--- START ---

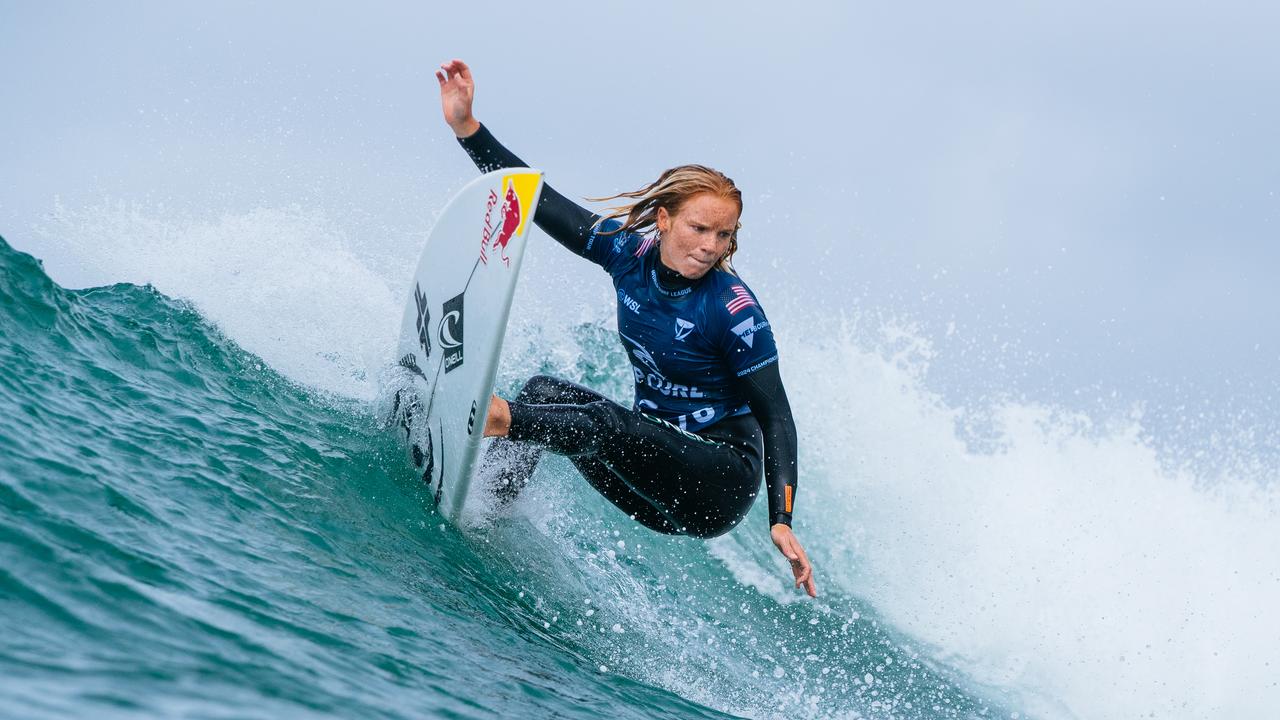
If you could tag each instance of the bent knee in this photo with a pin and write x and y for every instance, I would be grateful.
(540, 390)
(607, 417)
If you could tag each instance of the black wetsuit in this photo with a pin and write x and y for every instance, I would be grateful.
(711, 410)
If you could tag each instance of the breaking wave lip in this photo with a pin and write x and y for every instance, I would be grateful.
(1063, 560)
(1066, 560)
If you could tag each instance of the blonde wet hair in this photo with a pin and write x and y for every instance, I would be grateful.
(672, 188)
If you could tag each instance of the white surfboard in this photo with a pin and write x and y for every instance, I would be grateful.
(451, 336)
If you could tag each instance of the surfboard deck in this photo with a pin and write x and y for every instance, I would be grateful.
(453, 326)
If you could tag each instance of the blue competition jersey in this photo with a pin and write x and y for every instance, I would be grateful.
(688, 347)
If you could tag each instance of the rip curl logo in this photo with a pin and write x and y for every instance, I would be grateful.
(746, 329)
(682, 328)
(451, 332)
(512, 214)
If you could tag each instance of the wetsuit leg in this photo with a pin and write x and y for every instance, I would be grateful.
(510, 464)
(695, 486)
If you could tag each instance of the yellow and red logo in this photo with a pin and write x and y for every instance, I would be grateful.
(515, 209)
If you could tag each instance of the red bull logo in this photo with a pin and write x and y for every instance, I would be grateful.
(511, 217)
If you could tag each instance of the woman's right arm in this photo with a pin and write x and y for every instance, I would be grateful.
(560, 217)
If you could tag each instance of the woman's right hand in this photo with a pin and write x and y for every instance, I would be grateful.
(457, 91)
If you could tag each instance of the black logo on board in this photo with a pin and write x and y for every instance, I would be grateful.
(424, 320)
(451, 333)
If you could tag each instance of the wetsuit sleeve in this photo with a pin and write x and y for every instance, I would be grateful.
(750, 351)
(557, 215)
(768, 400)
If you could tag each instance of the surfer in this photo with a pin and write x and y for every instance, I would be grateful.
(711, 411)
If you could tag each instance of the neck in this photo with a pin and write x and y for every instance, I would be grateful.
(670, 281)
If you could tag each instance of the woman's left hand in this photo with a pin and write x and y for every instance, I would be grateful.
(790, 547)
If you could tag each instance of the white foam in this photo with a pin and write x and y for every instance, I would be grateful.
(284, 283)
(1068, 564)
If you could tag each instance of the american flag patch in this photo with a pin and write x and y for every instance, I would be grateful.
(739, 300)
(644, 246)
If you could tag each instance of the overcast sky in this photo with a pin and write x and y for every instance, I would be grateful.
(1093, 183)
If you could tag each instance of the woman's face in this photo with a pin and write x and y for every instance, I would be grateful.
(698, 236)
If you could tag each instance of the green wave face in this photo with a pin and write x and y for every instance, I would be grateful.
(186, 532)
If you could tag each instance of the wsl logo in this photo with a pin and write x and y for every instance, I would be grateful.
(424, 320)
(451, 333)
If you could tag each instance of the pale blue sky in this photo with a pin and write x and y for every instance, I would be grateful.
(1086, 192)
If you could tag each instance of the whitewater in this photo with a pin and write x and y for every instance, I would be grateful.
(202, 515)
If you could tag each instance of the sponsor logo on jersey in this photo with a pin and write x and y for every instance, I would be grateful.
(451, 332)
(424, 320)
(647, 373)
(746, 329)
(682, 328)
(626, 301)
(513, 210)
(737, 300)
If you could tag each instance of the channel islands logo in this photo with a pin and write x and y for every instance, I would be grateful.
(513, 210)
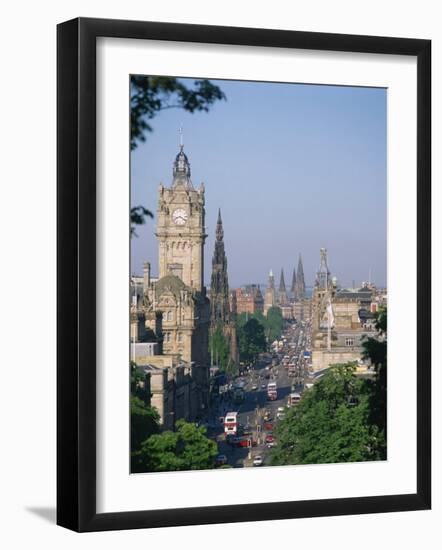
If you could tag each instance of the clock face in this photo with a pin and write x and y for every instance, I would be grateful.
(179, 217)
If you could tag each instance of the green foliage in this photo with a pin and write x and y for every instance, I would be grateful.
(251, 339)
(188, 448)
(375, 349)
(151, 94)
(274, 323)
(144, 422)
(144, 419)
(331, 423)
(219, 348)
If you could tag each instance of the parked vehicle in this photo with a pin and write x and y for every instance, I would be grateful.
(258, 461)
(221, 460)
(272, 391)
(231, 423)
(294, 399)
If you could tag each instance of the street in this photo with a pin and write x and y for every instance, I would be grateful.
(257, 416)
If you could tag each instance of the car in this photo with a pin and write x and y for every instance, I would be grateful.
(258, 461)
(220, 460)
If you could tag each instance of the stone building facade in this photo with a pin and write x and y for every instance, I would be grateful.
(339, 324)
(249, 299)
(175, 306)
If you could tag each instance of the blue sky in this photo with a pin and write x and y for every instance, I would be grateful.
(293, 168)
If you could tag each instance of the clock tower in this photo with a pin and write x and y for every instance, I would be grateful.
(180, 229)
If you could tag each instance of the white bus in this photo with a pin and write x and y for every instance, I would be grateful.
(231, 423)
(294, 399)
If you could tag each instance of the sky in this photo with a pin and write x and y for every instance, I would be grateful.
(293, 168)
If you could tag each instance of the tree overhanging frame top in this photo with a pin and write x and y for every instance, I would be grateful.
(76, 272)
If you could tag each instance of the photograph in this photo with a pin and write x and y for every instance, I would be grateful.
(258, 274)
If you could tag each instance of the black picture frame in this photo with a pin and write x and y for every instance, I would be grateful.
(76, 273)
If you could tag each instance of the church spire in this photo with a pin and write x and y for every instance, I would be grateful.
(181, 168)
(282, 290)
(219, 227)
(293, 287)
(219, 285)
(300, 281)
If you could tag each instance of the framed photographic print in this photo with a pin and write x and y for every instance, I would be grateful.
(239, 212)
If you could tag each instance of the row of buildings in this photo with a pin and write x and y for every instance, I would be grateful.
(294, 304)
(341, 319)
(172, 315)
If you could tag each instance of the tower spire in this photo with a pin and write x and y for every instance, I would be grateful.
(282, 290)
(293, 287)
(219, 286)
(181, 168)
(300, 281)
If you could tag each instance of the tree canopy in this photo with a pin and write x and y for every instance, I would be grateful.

--- END ---

ACTIVITY. Go through the entries above and write them out again exactly, images left behind.

WRITTEN SOLUTION.
If you could tag each instance of the bent knee in this photo with a pin and write x and y for every instance, I would be grateful.
(540, 390)
(607, 417)
If you could tag each instance of the black wetsuit in this photo with a pin and write x and y for every instance, I would be grateful.
(711, 410)
If you could tag each instance of the breaking wave lip in this photo with a pin and write x and y for every instance, I would be grateful.
(1063, 560)
(1066, 560)
If you could tag each instance of the blonde wet hair in this photo with a pin and write x and y for every instance, I would be grateful.
(672, 188)
If you could tag each instance of the white surfboard in this photo with a pin and write x and y for every instance, I would be grateful.
(451, 336)
If you could tag each instance of the surfboard deck in this photo with a pin and write x and y for every instance, I would be grateful.
(453, 326)
If you could tag each instance of the blue competition jersey in this photo with a pin and write x and y for every instance, I would be grateful.
(688, 347)
If you could tag each instance of the rip curl logo in this photo with a pin and write x and y for every instance, I would be grateful.
(746, 329)
(682, 328)
(451, 332)
(512, 214)
If you could tag each instance of the wetsuit leg in this photo with a pin and write x and y for every instance, I would be grateful.
(510, 464)
(695, 486)
If you could tag each instance of the yellow and red logo in this photo with a pin and write x and y for every instance, I would be grateful.
(515, 209)
If you could tag each instance of the red bull logo in this photo with a pin and write x and y for every instance, I would be grateful.
(511, 217)
If you could tag each instance of the woman's right arm in this photo with a pin and write x and y for every instance, I would be grateful.
(560, 217)
If you could tag each instance of the woman's right hand in this photo with a pin and write x and y for every instance, I would be grateful.
(457, 91)
If you could tag each instance of the black logo on board in this photo with a pin and write x and y for every instance, I would be grateful.
(424, 320)
(451, 333)
If you could tag each instance of the wetsuit sleeve in this photo with a pin and write x and y for every instance, I would be grateful.
(750, 351)
(557, 215)
(768, 400)
If you could tag each instance of the surfer in this photo with a pin and write x and y for every instance, I would be grateful.
(711, 411)
If you could tag each instance of the neck in this photo with a pin and write x and y for every instance, I would be grateful.
(670, 281)
If you could tag each instance of the woman's left hand in this photo with a pin and write x and y for every instance, I would be grateful.
(790, 547)
If you could tag each instance of the white foam in this photo with a pin and write x and y for every instance, I would be grateful.
(284, 283)
(1068, 564)
If you could tag each instance of the american flag patch in this photo with a pin and write x and y for every instance, I would be grateful.
(739, 300)
(644, 246)
If you could tag each instance of the overcast sky in this photo with a pin and write x and y for every instance, I would be grateful.
(1093, 183)
If you could tag each instance of the woman's face in this photo with a pin and write x and y for every instance, I would be grateful.
(698, 236)
If you could tag each instance of the green wave face in this photo with a pin and write x and y for every instance, I would be grateful.
(186, 532)
If you could tag each instance of the wsl logo in this photo with a pin and write x and y for every instance, I would be grateful.
(424, 320)
(451, 333)
If you could tag each instance of the pale blue sky in this photo with a pin and write x and y for every instance, I would be grateful.
(1086, 192)
If you could tag each instance of the whitewater in this photo with a pin and write x and y for every instance, I would be grateful.
(202, 515)
If you could tag each instance of the sponsor logo on jersey in this photo with a pin and write x and y for every instance, I would be grateful.
(451, 332)
(424, 320)
(647, 373)
(746, 329)
(682, 328)
(626, 301)
(513, 210)
(737, 300)
If you could tag each instance of the channel islands logo in this photo with a pin and write x and y for every instance, I would be grateful.
(513, 210)
If you could tag each instance of the clock face in this photo with a pin and write x and y for every instance, I would be grateful.
(179, 217)
If you could tag each instance of the green foliage in this photo with a pin and write x and y for every instance, I would be grateful.
(251, 339)
(188, 448)
(375, 349)
(151, 94)
(274, 323)
(144, 422)
(144, 419)
(331, 423)
(219, 348)
If you could tag each instance of the parked vehicle in this photo with a pin and write x and y for every instance, I would be grateful.
(258, 461)
(221, 460)
(272, 391)
(231, 423)
(294, 399)
If you could tag each instance of the street in this photo with a pin and write x and y for every instance, I would be grateful.
(257, 416)
If you could tag each instance of the car in this photo with a pin and write x and y for every instance, I would be grateful.
(258, 461)
(220, 460)
If you could tag each instance of the stone building facade in this photo with a pin and write x and y for every instance, I would be grateful.
(339, 324)
(249, 299)
(175, 306)
If you could tag each instance of the blue sky in this photo with a pin and write x and y for every instance, I would be grateful.
(293, 168)
If you could tag each instance of the clock tower in this photo with a pin and write x and y for every instance, I would be grateful.
(180, 229)
If you could tag each instance of the white bus in this photo with a pin and write x and y for every instance, I would be grateful.
(231, 423)
(294, 399)
If you could tag each instance of the sky in this photo with a pin and write x and y for every instance, I would be grateful.
(293, 168)
If you could tag each instance of the tree overhanging frame top in this photo with a pin and write x and y for every instance, I would be grateful.
(76, 272)
If you could tag each instance of the photograph in this photo with a pin and write x and y for every instance, I would be grateful.
(258, 274)
If you could tag each instance of the black picture frame in this photo with a pin and write x and y for every instance, I would be grateful.
(76, 273)
If you could tag each instance of the church spire in this photo with a pin and write x and y for every instance, I would be grateful.
(181, 168)
(282, 290)
(219, 227)
(293, 287)
(219, 285)
(300, 281)
If you could tag each instance of the framed photographic print in this photo with a pin and write x and y for every instance, I would be grateful.
(239, 212)
If you could tag each instance of the row of buildings in this photo with a pin and write x and y for every instance, I would be grateful.
(294, 304)
(341, 319)
(172, 315)
If you could tag each instance of the tower spire in this photo with a pin and write x and y for every instance, I would be grateful.
(282, 290)
(293, 287)
(219, 286)
(181, 168)
(300, 281)
If you could tag each instance of the tree canopy in this photo with a pin and write x and y for every instance, I would be grateful.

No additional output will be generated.